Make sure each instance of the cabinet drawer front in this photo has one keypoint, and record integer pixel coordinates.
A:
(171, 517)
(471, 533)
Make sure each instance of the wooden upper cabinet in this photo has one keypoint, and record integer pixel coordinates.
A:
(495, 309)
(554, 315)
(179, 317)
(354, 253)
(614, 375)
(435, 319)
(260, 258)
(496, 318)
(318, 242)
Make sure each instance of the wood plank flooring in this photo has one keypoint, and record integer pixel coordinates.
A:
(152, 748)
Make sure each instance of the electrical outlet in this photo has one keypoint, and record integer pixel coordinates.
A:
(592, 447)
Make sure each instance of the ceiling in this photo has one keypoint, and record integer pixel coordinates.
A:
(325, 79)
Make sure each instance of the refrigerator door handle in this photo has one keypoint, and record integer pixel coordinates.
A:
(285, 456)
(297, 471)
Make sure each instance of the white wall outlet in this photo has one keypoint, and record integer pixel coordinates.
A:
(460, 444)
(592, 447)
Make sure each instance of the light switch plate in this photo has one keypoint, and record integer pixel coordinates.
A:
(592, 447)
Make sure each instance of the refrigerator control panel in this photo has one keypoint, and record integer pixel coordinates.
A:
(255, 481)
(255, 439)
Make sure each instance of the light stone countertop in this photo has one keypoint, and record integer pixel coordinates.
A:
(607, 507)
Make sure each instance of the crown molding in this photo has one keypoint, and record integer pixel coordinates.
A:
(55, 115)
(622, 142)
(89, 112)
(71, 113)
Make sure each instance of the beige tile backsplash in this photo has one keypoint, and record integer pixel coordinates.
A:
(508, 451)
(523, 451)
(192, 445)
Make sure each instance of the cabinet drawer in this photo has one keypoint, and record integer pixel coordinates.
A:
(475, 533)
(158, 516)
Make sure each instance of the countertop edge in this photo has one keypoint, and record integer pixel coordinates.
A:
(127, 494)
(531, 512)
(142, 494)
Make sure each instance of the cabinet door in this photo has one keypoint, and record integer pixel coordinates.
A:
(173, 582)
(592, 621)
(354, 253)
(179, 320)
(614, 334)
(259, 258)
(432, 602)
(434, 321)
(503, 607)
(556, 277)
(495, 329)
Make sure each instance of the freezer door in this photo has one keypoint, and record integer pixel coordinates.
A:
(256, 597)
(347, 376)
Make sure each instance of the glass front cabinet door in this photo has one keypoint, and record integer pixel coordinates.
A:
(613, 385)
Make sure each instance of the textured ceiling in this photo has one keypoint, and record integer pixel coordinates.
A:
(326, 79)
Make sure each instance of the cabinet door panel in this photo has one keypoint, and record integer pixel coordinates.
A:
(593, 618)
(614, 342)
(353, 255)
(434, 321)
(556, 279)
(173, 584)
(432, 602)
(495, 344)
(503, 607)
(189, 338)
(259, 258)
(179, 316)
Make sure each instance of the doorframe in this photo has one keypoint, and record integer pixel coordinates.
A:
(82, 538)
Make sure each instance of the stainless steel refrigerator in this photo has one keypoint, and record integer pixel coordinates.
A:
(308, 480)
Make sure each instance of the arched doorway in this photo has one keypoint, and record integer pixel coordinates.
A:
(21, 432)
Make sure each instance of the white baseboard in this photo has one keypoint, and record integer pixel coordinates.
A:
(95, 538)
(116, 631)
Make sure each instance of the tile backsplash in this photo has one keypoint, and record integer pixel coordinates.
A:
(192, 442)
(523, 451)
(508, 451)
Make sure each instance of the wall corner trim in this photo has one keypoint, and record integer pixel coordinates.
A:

-----

Format the lines above as a Markdown table with columns No. and Text, covering only the lines from the one containing "Make sure each instance of the wall" through the end of the rows. Number the lines in order and leave out blank lines.

| No. | Text |
|---|---|
| 1 | Make sure each instance of the wall corner trim in this photo has one keypoint, and record integer pixel coordinates. |
| 2 | A: |